Exercise requirements. Extract every line below that contains the string "face", matching case exactly, and copy each one in full.

Point-based annotation data
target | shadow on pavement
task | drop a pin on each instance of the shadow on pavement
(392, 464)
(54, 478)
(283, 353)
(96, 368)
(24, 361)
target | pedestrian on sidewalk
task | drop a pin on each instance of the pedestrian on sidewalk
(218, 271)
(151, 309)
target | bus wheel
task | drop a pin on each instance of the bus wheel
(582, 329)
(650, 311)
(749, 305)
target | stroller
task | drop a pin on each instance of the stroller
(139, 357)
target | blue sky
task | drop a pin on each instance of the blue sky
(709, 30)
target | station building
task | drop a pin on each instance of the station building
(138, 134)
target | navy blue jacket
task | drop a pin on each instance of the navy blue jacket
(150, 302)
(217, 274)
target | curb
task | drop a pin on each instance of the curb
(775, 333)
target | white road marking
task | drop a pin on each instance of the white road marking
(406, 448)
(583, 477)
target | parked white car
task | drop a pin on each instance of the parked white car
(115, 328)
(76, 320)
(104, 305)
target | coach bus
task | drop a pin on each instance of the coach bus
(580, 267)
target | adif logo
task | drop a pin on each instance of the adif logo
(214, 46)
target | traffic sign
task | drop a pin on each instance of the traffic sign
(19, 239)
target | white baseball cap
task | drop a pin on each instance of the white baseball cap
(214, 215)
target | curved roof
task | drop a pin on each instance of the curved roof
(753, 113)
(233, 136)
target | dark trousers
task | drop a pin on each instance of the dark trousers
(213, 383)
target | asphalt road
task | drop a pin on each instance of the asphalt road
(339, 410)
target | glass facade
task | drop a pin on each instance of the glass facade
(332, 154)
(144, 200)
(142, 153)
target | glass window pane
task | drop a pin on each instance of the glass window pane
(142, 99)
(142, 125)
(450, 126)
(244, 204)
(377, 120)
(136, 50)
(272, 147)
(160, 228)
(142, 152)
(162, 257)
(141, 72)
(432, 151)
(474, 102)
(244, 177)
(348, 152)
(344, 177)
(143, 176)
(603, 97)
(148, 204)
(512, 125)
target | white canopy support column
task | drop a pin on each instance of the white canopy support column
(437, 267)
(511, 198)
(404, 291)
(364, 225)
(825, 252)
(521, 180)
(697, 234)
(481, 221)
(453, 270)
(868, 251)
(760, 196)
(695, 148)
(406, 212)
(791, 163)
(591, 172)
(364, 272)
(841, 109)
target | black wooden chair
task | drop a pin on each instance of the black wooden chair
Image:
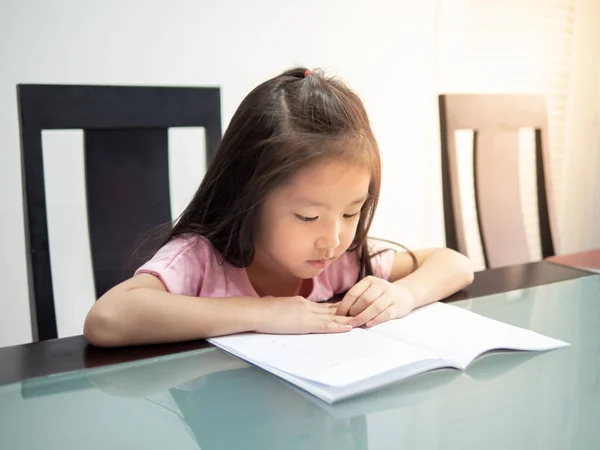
(126, 172)
(496, 119)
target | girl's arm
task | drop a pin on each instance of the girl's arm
(141, 311)
(441, 272)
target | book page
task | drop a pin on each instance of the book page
(461, 335)
(330, 359)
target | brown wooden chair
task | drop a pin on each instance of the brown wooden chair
(495, 120)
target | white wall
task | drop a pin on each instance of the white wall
(383, 49)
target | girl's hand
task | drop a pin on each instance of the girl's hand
(374, 300)
(296, 315)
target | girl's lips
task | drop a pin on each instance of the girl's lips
(320, 263)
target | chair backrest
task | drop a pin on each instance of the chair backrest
(495, 120)
(126, 172)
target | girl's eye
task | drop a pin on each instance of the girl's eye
(306, 219)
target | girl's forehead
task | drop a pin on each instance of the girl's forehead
(330, 178)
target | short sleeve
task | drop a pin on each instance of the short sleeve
(180, 265)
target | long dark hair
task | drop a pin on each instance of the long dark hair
(285, 124)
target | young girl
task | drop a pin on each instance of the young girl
(278, 226)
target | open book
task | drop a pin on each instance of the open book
(338, 366)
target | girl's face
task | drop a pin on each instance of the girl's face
(306, 224)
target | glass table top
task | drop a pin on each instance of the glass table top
(209, 400)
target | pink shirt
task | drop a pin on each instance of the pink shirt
(189, 266)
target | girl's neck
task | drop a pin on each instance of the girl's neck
(276, 284)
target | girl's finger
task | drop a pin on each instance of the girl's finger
(351, 296)
(380, 305)
(366, 299)
(385, 315)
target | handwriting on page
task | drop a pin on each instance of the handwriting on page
(332, 359)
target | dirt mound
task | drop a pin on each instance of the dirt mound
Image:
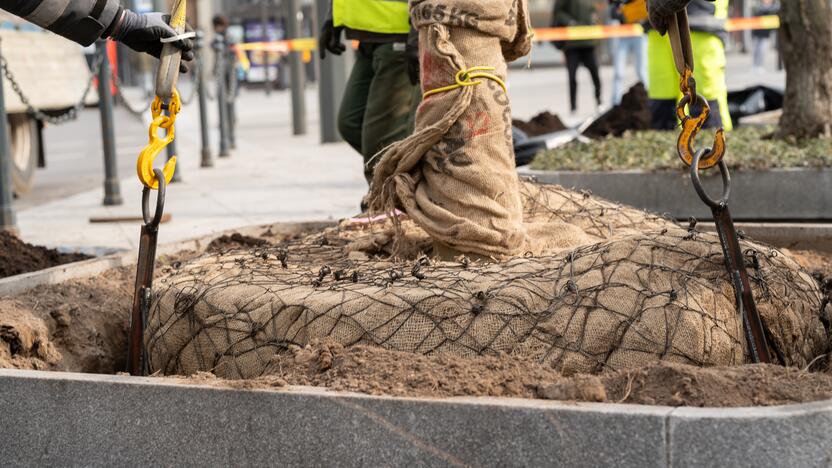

Answer for this exercise.
target | girl's face
task | drop a pin on each instance of the girl's face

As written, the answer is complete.